WHAT TO DO ▸ Gather each line of the records below that contains the word "photo", and copy those lines in full.

RECORDS FOR PROCESSING ▸
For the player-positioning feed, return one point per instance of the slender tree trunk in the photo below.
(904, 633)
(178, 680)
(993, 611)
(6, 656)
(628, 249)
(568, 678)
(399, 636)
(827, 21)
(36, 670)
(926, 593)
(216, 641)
* * *
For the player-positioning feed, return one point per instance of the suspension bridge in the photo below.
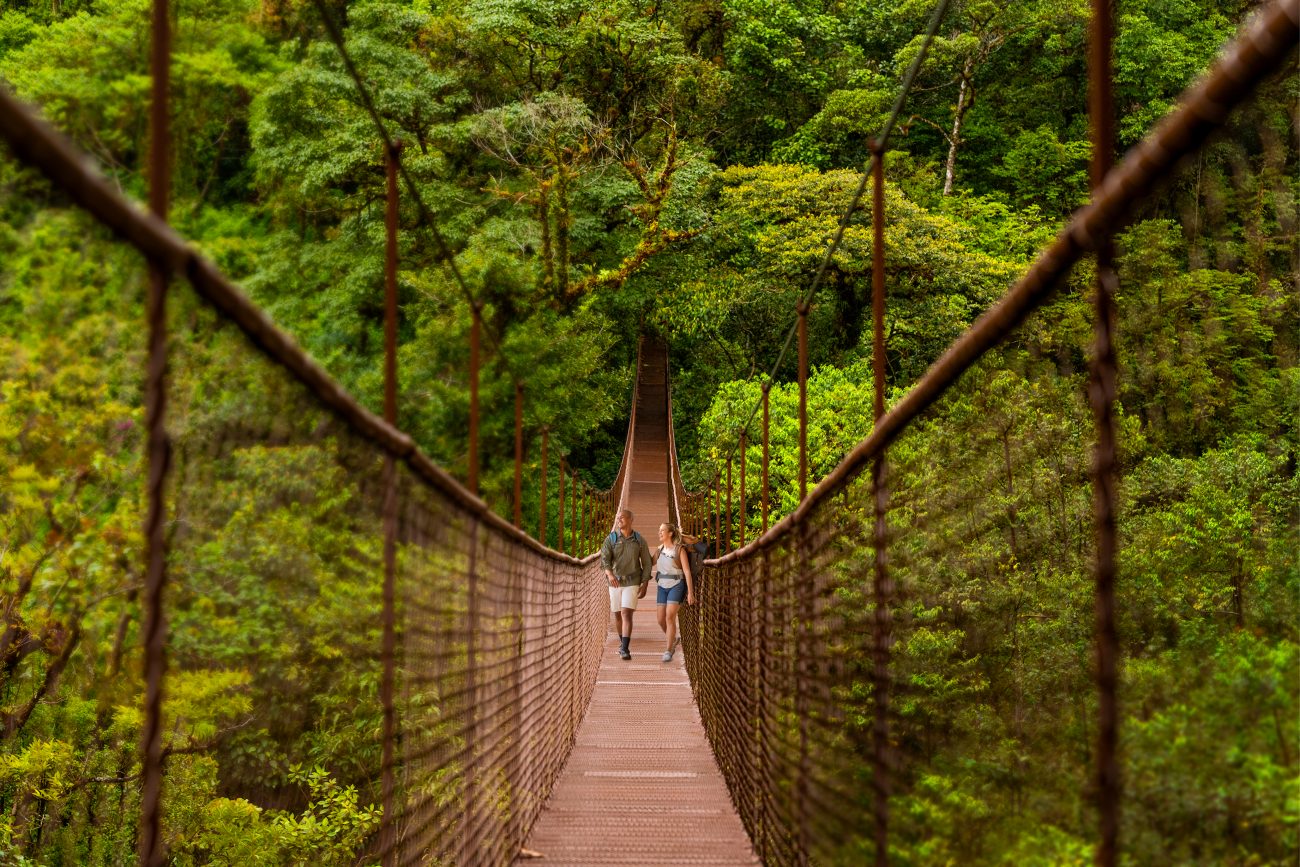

OUTPUT BELOW ▸
For the player-positioning feed, return one point per instance of the slender tree trunk in the photo below.
For the player-positioning feed, return one point per instance of the suspension bridge in the photo below.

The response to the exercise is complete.